▶ Tarefas a realizar:
1) Indique se cada afirmação abaixo está de acordo com o texto sobre a estratégia contra a corrupção, respondendo sim ou não e citando as palavras decisivas do texto: (a) o texto afirma que o Governo quer implementar a delação premiada; (b) o Observador e o Expresso referiram logo na 2.ª feira que a delação premiada não estava em causa; (c) a alusão à PIDE surge pela pena de Daniel Oliveira.
2) Reproduza fielmente, do texto sobre a estratégia contra a corrupção, o trecho que abre com as palavras que contêm "1 Com informação" e fecha com "premiada em Portugal.".

▶ Excerto escolhido:
++++++

1 Com informação falsa, equívocos e, acima de tudo, pouco ou nenhum rigor, temos assistido a um verdadeiro espetáculo indecoroso sobre as propostas de Francisca Van Dunem para uma Estratégia Nacional contra a Corrupção que o Observador avançou aquiSérgio Sousa Pinto, Pedro Adão e Silva e Daniel Oliveira, entre outros, dispararam artilharia pesada sobre as orientações de Van Dunem para o grupo de trabalho que a ministra irá nomear, nomeadamente sobre uma suposta e alegada intenção de implementar o instituto da delação premiada em Portugal.

E o que dizem estes opinion makers influentes? Vale a pena esquematizar os argumentos — é a única forma eficiente de desmontar a manipulação do debate em curso:

  • As Fake news. Dizem os senhores cronistas que o Governo quer instituir a delação premiada como instrumento de combate à corrupção. Errado. Tiro completamente ao lado do porta-aviões. Os senhores cronistas e arautos do Estado de Direito podem dormir descansados. Basta ler as declarações de Francisca Van Dunem ao Expresso deste sábado para perceber isso. Aliás, se tão influentes e plurais opinion makers tivessem lido o Observador e o Expresso (os únicos jornais que referiram logo na 2.ª feira que não estava em causa a delação premiada) já saberiam disso. Conclusão: ninguém quer implementar a delação premiada, como a professora Teresa Violante explicou nesta pequena entrevista à Rádio Observador.
  • A bufaria. O fantasma da Ditadura é útil sempre que se quer assustar a Opinião Pública. Neste caso, e pela pena de Sérgio Sousa Pinto, serve para aludir ao povo anónimo e aos opositores que denunciavam os nomes de camaradas ao regime salazarista à PIDE. O objetivo também é claro: tentar fazer crer que vai passar a ser possível a alguém apontar o dedo a outro cidadão e automaticamente essa pessoa será acusada pelo Ministério Público, julgada e condenada por um tribunal. Como é óbvio, também não é nada disto que está em causa.

++++++

▶ Material de origem:
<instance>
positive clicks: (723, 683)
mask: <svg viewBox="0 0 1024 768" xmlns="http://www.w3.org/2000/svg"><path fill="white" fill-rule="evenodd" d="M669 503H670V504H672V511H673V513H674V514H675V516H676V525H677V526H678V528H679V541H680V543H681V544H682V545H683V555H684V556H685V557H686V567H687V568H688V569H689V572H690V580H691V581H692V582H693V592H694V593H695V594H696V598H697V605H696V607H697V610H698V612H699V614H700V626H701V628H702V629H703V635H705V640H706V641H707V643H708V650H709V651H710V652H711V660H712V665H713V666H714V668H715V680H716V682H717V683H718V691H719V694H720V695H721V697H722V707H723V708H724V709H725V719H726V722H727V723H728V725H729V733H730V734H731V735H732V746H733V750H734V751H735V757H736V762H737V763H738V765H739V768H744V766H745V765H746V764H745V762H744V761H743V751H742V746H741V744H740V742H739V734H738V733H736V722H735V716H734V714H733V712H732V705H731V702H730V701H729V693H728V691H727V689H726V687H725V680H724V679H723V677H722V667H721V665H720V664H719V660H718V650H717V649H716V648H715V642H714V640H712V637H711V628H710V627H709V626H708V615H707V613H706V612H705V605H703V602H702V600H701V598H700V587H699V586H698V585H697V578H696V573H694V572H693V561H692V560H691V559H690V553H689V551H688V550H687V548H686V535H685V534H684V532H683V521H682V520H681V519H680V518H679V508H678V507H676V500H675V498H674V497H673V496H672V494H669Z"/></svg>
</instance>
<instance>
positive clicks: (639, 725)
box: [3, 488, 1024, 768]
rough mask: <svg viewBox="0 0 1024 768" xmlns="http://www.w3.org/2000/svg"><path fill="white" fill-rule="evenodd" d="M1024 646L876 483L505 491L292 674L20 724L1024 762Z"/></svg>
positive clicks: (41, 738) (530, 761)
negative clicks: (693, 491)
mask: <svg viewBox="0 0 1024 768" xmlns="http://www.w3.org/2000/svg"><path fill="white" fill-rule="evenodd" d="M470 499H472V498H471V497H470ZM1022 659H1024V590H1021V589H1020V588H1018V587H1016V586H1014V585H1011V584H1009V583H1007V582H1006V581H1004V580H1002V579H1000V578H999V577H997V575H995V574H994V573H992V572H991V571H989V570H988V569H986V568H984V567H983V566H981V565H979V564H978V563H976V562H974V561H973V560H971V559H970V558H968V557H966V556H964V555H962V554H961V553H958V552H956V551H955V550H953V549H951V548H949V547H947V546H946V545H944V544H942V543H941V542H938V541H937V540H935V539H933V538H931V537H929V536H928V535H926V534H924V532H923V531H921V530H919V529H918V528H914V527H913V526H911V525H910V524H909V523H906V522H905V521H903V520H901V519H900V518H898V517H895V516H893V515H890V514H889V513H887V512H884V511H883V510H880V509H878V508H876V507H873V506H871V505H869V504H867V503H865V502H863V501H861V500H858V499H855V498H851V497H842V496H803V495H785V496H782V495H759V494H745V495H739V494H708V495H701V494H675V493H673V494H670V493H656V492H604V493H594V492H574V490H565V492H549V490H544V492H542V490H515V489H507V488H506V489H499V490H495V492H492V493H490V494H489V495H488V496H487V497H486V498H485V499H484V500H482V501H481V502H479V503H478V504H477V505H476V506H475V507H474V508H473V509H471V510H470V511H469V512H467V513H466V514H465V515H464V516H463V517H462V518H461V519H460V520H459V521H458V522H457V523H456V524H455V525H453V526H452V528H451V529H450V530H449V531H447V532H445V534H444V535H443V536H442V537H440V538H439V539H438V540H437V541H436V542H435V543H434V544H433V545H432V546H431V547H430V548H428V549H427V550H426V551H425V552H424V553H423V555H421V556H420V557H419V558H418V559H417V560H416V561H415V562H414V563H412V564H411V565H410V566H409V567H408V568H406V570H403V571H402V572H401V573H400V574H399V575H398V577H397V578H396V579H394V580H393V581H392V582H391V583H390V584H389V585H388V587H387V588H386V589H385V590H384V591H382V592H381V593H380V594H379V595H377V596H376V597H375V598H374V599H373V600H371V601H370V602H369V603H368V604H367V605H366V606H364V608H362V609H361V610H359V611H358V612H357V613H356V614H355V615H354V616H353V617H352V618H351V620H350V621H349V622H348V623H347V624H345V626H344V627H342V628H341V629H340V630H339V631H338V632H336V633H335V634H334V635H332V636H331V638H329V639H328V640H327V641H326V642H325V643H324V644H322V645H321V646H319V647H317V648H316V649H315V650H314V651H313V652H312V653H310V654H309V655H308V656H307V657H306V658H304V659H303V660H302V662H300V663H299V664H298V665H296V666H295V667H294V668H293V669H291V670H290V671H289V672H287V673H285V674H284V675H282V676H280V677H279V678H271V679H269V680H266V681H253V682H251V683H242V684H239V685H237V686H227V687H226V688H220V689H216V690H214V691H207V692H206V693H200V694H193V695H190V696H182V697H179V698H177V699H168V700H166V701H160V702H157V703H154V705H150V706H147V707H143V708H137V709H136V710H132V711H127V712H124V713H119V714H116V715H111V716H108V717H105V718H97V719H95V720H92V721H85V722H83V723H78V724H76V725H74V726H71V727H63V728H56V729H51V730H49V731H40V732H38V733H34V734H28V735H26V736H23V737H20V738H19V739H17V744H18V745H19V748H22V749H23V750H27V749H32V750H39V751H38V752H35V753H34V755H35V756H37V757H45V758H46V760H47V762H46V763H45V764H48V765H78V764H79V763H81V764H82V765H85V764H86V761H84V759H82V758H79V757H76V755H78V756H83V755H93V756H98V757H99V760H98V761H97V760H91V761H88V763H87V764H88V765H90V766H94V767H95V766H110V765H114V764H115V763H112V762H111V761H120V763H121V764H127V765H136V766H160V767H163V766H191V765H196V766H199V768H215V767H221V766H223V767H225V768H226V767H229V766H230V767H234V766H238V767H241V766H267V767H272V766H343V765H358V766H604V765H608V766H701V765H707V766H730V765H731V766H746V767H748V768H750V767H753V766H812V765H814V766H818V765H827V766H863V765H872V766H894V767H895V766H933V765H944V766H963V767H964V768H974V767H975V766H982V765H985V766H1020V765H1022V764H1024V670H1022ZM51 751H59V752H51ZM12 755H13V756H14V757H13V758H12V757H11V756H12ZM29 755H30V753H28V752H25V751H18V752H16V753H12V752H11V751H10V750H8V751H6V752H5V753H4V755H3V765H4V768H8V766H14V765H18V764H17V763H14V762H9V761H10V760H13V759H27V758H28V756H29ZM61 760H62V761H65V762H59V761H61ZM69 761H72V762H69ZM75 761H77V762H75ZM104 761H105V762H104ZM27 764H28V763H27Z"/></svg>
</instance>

++++++

▶ Respostas por ordem:
1)
(a) Não: "Conclusão: ninguém quer implementar a delação premiada"
(b) Sim: "os únicos jornais que referiram logo na 2.ª feira que não estava em causa a delação premiada"
(c) Não: "pela pena de Sérgio Sousa Pinto"

2)
1 Com informação falsa, equívocos e, acima de tudo, pouco ou nenhum rigor, temos assistido a um verdadeiro espetáculo indecoroso sobre as propostas de Francisca Van Dunem para uma Estratégia Nacional contra a Corrupção que o Observador avançou aquiSérgio Sousa Pinto, Pedro Adão e Silva e Daniel Oliveira, entre outros, dispararam artilharia pesada sobre as orientações de Van Dunem para o grupo de trabalho que a ministra irá nomear, nomeadamente sobre uma suposta e alegada intenção de implementar o instituto da delação premiada em Portugal.